- [WORK TO COMPLETE]: Transcribe the records that follow. Keep every word exactly, and drop the pictures.

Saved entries
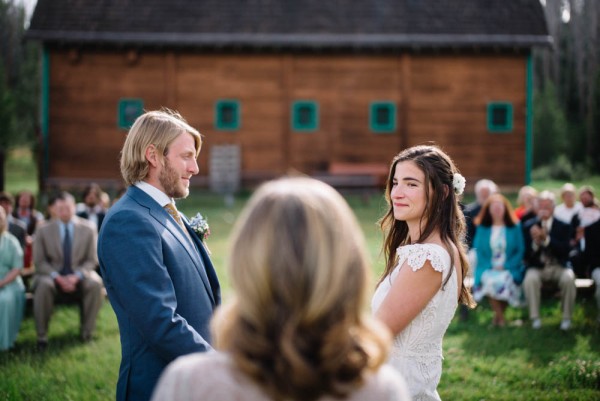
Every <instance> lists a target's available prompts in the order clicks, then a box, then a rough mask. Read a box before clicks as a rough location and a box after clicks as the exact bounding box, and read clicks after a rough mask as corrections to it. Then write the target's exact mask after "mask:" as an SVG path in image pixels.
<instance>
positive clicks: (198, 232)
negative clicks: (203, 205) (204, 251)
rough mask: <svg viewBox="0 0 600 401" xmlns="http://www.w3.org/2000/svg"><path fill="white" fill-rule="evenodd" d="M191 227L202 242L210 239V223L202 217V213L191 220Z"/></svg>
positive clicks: (192, 218) (190, 222)
mask: <svg viewBox="0 0 600 401" xmlns="http://www.w3.org/2000/svg"><path fill="white" fill-rule="evenodd" d="M190 227H192V230H194V232H195V233H196V234H197V235H198V237H200V239H201V240H202V242H204V240H206V238H208V236H209V235H210V227H209V226H208V221H206V219H205V218H204V216H202V214H200V213H197V214H196V215H195V216H194V217H192V219H191V220H190Z"/></svg>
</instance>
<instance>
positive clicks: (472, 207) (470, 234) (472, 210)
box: [463, 179, 498, 249]
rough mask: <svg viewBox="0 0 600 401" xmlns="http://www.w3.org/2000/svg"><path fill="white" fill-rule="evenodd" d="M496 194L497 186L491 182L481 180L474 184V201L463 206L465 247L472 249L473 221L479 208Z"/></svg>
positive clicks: (482, 179)
mask: <svg viewBox="0 0 600 401" xmlns="http://www.w3.org/2000/svg"><path fill="white" fill-rule="evenodd" d="M496 192H498V186H497V185H496V183H495V182H494V181H492V180H488V179H482V180H479V181H477V182H476V183H475V201H474V202H472V203H469V204H468V205H467V206H465V210H464V212H463V213H464V215H465V222H466V223H467V238H466V242H467V247H468V248H469V249H471V248H472V247H473V238H475V231H476V227H475V223H474V221H473V220H474V219H475V217H476V216H477V215H478V214H479V212H480V211H481V208H482V206H483V204H484V203H485V201H486V200H487V199H488V198H489V197H490V195H492V194H495V193H496Z"/></svg>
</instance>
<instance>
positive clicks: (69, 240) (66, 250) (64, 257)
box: [60, 224, 73, 276]
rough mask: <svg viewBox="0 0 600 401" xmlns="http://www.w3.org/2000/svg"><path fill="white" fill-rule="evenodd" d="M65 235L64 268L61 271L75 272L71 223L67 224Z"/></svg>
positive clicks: (65, 272)
mask: <svg viewBox="0 0 600 401" xmlns="http://www.w3.org/2000/svg"><path fill="white" fill-rule="evenodd" d="M64 227H65V237H64V238H63V268H62V270H61V271H60V274H61V275H63V276H64V275H67V274H72V273H73V268H72V267H71V233H70V232H69V225H68V224H65V225H64Z"/></svg>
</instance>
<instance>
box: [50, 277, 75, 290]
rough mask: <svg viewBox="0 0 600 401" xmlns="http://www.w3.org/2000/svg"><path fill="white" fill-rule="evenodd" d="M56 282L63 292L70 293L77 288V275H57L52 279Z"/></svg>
mask: <svg viewBox="0 0 600 401" xmlns="http://www.w3.org/2000/svg"><path fill="white" fill-rule="evenodd" d="M54 281H56V284H58V286H59V287H60V289H61V290H62V291H63V292H66V293H71V292H75V290H77V284H78V283H79V276H77V275H76V274H69V275H66V276H58V277H56V278H55V279H54Z"/></svg>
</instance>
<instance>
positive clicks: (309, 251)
mask: <svg viewBox="0 0 600 401" xmlns="http://www.w3.org/2000/svg"><path fill="white" fill-rule="evenodd" d="M231 244H232V245H231V251H230V257H229V277H230V279H231V286H232V288H233V290H234V298H233V299H232V300H231V301H230V302H229V303H228V304H227V305H226V306H223V307H222V308H221V309H220V310H219V311H218V312H217V315H216V317H215V320H214V322H213V329H214V336H213V338H214V339H215V342H216V347H217V349H220V350H221V351H222V352H213V353H209V354H194V355H189V356H185V357H182V358H179V359H177V360H176V361H175V362H174V363H172V364H171V365H170V366H169V367H168V368H167V370H166V371H165V373H164V375H163V377H162V378H161V379H160V381H159V383H158V386H157V388H156V391H155V394H154V396H153V401H167V400H168V401H171V400H178V401H184V400H190V401H191V400H202V401H222V400H233V401H235V400H240V401H242V400H243V401H264V400H290V401H292V400H302V401H309V400H319V401H324V400H328V401H333V400H339V399H343V400H349V401H359V400H360V401H370V400H378V401H401V400H402V401H408V400H410V396H409V395H408V390H407V388H406V384H405V383H404V380H403V379H402V377H401V375H400V374H399V373H398V372H396V371H395V370H394V369H393V368H392V367H391V366H389V365H385V364H384V363H385V361H386V360H387V355H388V349H389V345H390V340H391V338H390V336H389V332H388V330H387V329H386V328H385V327H384V326H383V325H382V324H381V323H379V322H377V321H376V320H375V319H373V318H370V317H369V314H368V313H366V311H365V310H364V306H365V303H366V302H367V297H368V295H367V294H368V292H369V291H368V289H369V284H368V282H369V280H368V278H369V274H370V268H369V265H368V262H367V257H366V250H365V244H364V238H363V236H362V232H361V230H360V227H359V226H358V223H357V222H356V219H355V217H354V215H353V214H352V211H351V210H350V208H349V207H348V205H347V204H346V202H345V201H344V200H343V198H342V197H341V196H340V195H339V194H338V193H337V192H336V191H335V190H334V189H333V188H331V187H330V186H328V185H326V184H324V183H322V182H319V181H316V180H313V179H308V178H293V179H282V180H277V181H274V182H271V183H267V184H265V185H264V186H263V187H261V189H259V190H258V191H257V193H256V194H255V195H254V196H253V197H252V199H251V200H250V201H249V203H248V206H247V207H246V209H245V211H244V213H243V214H242V216H241V217H240V219H239V220H238V223H237V224H236V228H235V230H234V234H233V238H232V241H231Z"/></svg>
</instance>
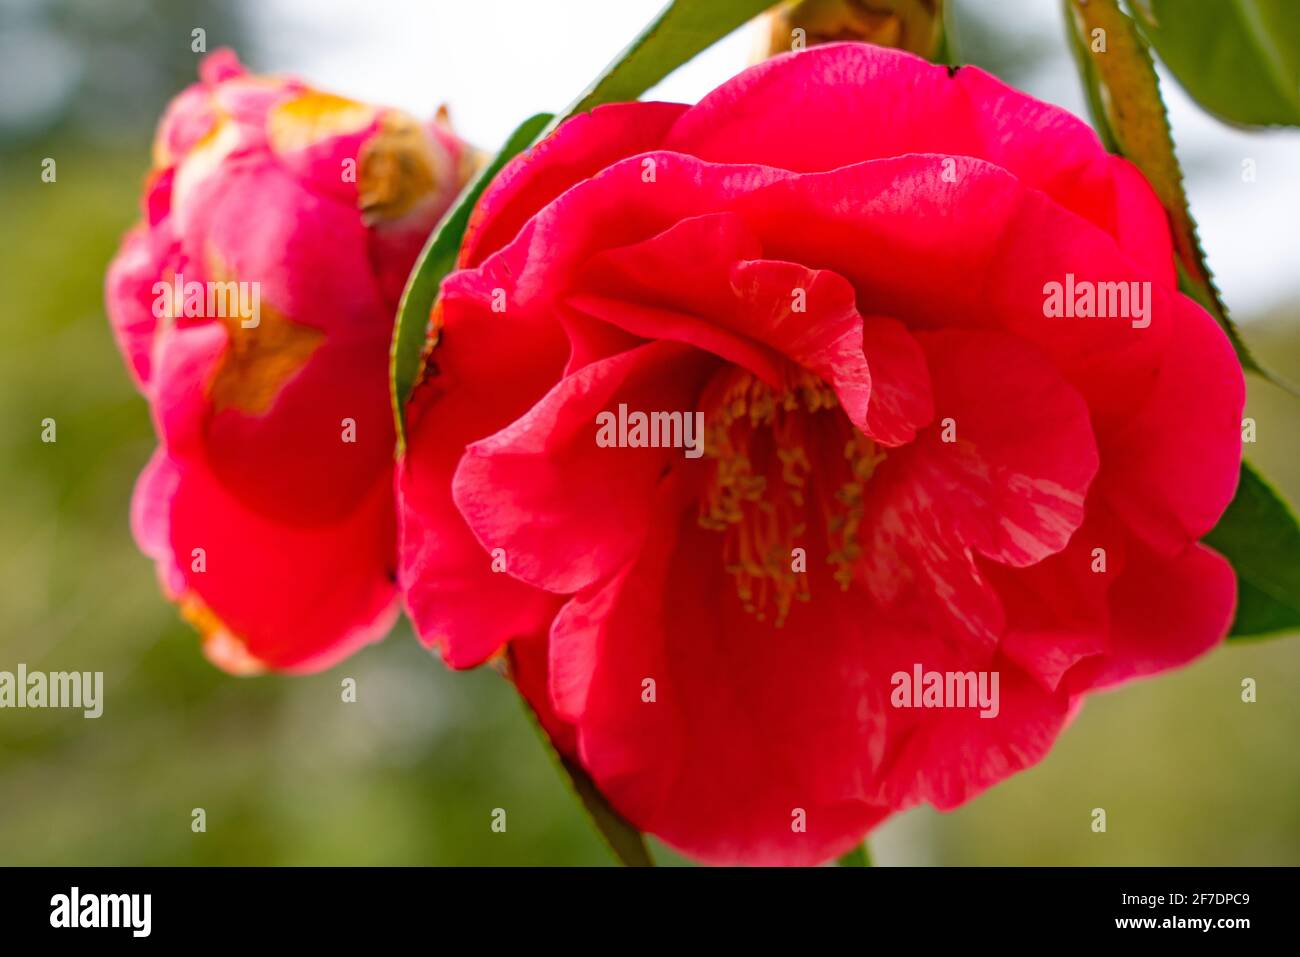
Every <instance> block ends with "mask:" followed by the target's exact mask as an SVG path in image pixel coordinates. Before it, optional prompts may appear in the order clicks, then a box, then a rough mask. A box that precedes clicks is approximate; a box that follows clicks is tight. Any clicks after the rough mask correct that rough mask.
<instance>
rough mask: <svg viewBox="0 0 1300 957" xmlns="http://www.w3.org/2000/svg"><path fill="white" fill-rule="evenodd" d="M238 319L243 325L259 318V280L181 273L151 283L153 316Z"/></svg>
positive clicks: (210, 318) (256, 321)
mask: <svg viewBox="0 0 1300 957" xmlns="http://www.w3.org/2000/svg"><path fill="white" fill-rule="evenodd" d="M181 316H185V317H186V319H238V320H239V325H240V326H243V328H244V329H256V328H257V325H259V324H260V322H261V283H260V282H195V281H192V280H191V281H190V282H186V281H185V276H183V274H182V273H177V274H175V276H173V277H172V282H165V281H162V280H159V281H157V282H155V283H153V317H155V319H179V317H181Z"/></svg>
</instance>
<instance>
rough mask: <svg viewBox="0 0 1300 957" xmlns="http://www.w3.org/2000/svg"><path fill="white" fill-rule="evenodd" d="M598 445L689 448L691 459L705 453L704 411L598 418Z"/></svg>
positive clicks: (627, 406) (599, 415) (622, 413)
mask: <svg viewBox="0 0 1300 957" xmlns="http://www.w3.org/2000/svg"><path fill="white" fill-rule="evenodd" d="M595 424H597V426H599V428H597V430H595V443H597V445H598V446H599V447H601V449H685V452H684V454H685V456H686V458H688V459H698V458H699V456H701V455H703V454H705V413H703V412H628V406H627V403H625V402H620V403H619V411H617V413H614V412H610V411H604V412H597V415H595Z"/></svg>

- [RESULT OF THE TASK]:
Every <instance> lists a target's available prompts in the order clicks, then a box, then a rough mask. Read a box before clicks as a rough location and a box after clicks as the exact bounding box, and read clicks after a rough mask as corrections to it. Then write the target's exact mask after "mask:" as an SVG path in image pixels.
<instance>
positive clicks: (198, 232)
negative clicks: (203, 205) (204, 251)
rough mask: <svg viewBox="0 0 600 401" xmlns="http://www.w3.org/2000/svg"><path fill="white" fill-rule="evenodd" d="M191 227L202 242L210 239V223L202 217V213L191 220Z"/></svg>
positive clicks: (192, 218) (190, 222)
mask: <svg viewBox="0 0 600 401" xmlns="http://www.w3.org/2000/svg"><path fill="white" fill-rule="evenodd" d="M190 227H192V230H194V232H195V233H196V234H197V235H198V237H200V239H201V240H202V242H204V240H206V238H208V236H209V235H210V227H209V226H208V221H206V219H205V218H204V216H202V214H200V213H197V214H196V215H195V216H194V217H192V219H191V220H190Z"/></svg>
</instance>
<instance>
positive clicks: (472, 207) (470, 234) (472, 210)
box: [463, 179, 498, 249]
rough mask: <svg viewBox="0 0 600 401" xmlns="http://www.w3.org/2000/svg"><path fill="white" fill-rule="evenodd" d="M496 194L497 186L491 182L481 180L474 184V201L463 206L465 247L472 249L473 221L479 208Z"/></svg>
positive clicks: (482, 179)
mask: <svg viewBox="0 0 600 401" xmlns="http://www.w3.org/2000/svg"><path fill="white" fill-rule="evenodd" d="M496 192H498V186H497V185H496V183H495V182H494V181H492V180H488V179H482V180H479V181H477V182H476V183H475V201H474V202H472V203H469V204H468V205H467V206H465V210H464V212H463V213H464V215H465V222H466V223H467V238H466V242H467V247H468V248H469V249H471V248H472V247H473V238H475V231H476V227H475V223H474V221H473V220H474V219H475V217H476V216H477V215H478V214H479V212H480V211H481V208H482V206H483V204H484V203H485V201H486V200H487V199H488V198H489V197H490V195H492V194H495V193H496Z"/></svg>
</instance>
<instance>
positive clicks: (69, 240) (66, 250) (64, 257)
box: [60, 224, 73, 276]
rough mask: <svg viewBox="0 0 600 401" xmlns="http://www.w3.org/2000/svg"><path fill="white" fill-rule="evenodd" d="M65 235L64 268L61 271L75 272L71 223L67 224Z"/></svg>
positive clicks: (65, 272)
mask: <svg viewBox="0 0 600 401" xmlns="http://www.w3.org/2000/svg"><path fill="white" fill-rule="evenodd" d="M64 227H65V237H64V238H63V268H62V270H61V271H60V274H61V275H63V276H64V275H67V274H72V273H73V268H72V267H71V233H70V232H69V225H68V224H65V225H64Z"/></svg>
</instance>
<instance>
box: [50, 277, 75, 290]
rough mask: <svg viewBox="0 0 600 401" xmlns="http://www.w3.org/2000/svg"><path fill="white" fill-rule="evenodd" d="M56 282L63 292L70 293L77 288V275H57L52 279Z"/></svg>
mask: <svg viewBox="0 0 600 401" xmlns="http://www.w3.org/2000/svg"><path fill="white" fill-rule="evenodd" d="M54 281H56V284H58V286H59V287H60V289H61V290H62V291H63V292H66V293H71V292H75V290H77V284H78V283H79V276H77V275H76V274H69V275H66V276H58V277H56V278H55V279H54Z"/></svg>
</instance>
<instance>
positive clicks: (309, 251)
mask: <svg viewBox="0 0 600 401" xmlns="http://www.w3.org/2000/svg"><path fill="white" fill-rule="evenodd" d="M231 244H232V245H231V251H230V257H229V277H230V279H231V286H232V288H233V290H234V298H233V299H232V300H231V301H230V302H229V303H228V304H227V305H226V306H223V307H222V308H221V309H220V310H219V311H218V312H217V315H216V317H215V320H214V322H213V329H214V336H213V338H214V339H215V342H216V347H217V349H220V350H221V351H222V352H213V353H209V354H194V355H189V356H185V357H182V358H179V359H177V360H176V361H175V362H174V363H172V364H171V365H170V366H169V367H168V368H167V370H166V371H165V373H164V375H163V377H162V378H161V379H160V381H159V383H158V386H157V388H156V391H155V394H154V396H153V401H167V400H168V401H171V400H178V401H184V400H190V401H191V400H202V401H222V400H233V401H235V400H240V401H242V400H243V401H264V400H290V401H292V400H302V401H309V400H319V401H324V400H328V401H333V400H339V399H343V400H349V401H359V400H360V401H370V400H378V401H401V400H402V401H408V400H410V396H409V395H408V390H407V388H406V384H405V383H404V380H403V379H402V377H401V375H400V374H399V373H398V372H396V371H395V370H394V369H393V368H392V367H391V366H389V365H385V364H384V363H385V361H386V360H387V355H388V349H389V345H390V340H391V338H390V336H389V332H388V330H387V329H386V328H385V327H384V326H383V325H382V324H381V323H379V322H377V321H376V320H375V319H373V318H370V317H369V314H368V313H366V311H365V310H364V306H365V303H366V302H367V297H368V295H367V294H368V292H369V291H368V289H369V284H368V282H369V280H368V278H369V274H370V268H369V265H368V262H367V257H366V250H365V244H364V238H363V236H362V232H361V230H360V227H359V226H358V223H357V222H356V219H355V217H354V215H353V214H352V211H351V210H350V208H349V207H348V205H347V204H346V202H345V201H344V200H343V198H342V197H341V196H340V195H339V194H338V193H337V192H336V191H335V190H334V189H333V188H331V187H330V186H328V185H326V184H324V183H322V182H319V181H316V180H313V179H308V178H293V179H282V180H277V181H274V182H271V183H267V184H265V185H264V186H263V187H261V189H259V190H258V191H257V193H256V194H255V195H254V196H253V197H252V199H251V200H250V201H249V203H248V206H247V207H246V209H245V211H244V213H243V214H242V216H241V217H240V219H239V220H238V223H237V224H236V228H235V230H234V234H233V238H232V241H231Z"/></svg>
</instance>
Every <instance> block ends with "mask:" followed by the target's exact mask as an SVG path in image pixel coordinates. Before it, optional prompts may appear in the order clicks, then a box, then a rough mask. A box that precedes clicks is approximate; a box that follows clicks is tight. Any clicks after the rough mask correct that rough mask.
<instance>
rough mask: <svg viewBox="0 0 1300 957" xmlns="http://www.w3.org/2000/svg"><path fill="white" fill-rule="evenodd" d="M238 319L243 325L259 318V280L181 273L151 283L153 316Z"/></svg>
positive clicks: (210, 318) (256, 321)
mask: <svg viewBox="0 0 1300 957" xmlns="http://www.w3.org/2000/svg"><path fill="white" fill-rule="evenodd" d="M181 316H185V317H186V319H238V320H239V325H240V326H243V328H244V329H256V328H257V325H259V324H260V322H261V283H260V282H195V281H192V280H191V281H190V282H186V281H185V276H183V274H182V273H177V274H175V276H173V277H172V282H165V281H162V280H159V281H157V282H155V283H153V317H155V319H179V317H181Z"/></svg>
</instance>
<instance>
rough mask: <svg viewBox="0 0 1300 957" xmlns="http://www.w3.org/2000/svg"><path fill="white" fill-rule="evenodd" d="M598 445L689 448L691 459L705 453L704 411L598 418Z"/></svg>
positive clicks: (627, 406) (599, 415) (622, 413)
mask: <svg viewBox="0 0 1300 957" xmlns="http://www.w3.org/2000/svg"><path fill="white" fill-rule="evenodd" d="M595 424H597V426H599V428H597V430H595V443H597V445H598V446H599V447H601V449H685V452H684V454H685V456H686V458H688V459H698V458H699V456H701V455H703V454H705V413H703V412H628V406H627V403H625V402H620V403H619V411H617V413H614V412H610V411H604V412H597V415H595Z"/></svg>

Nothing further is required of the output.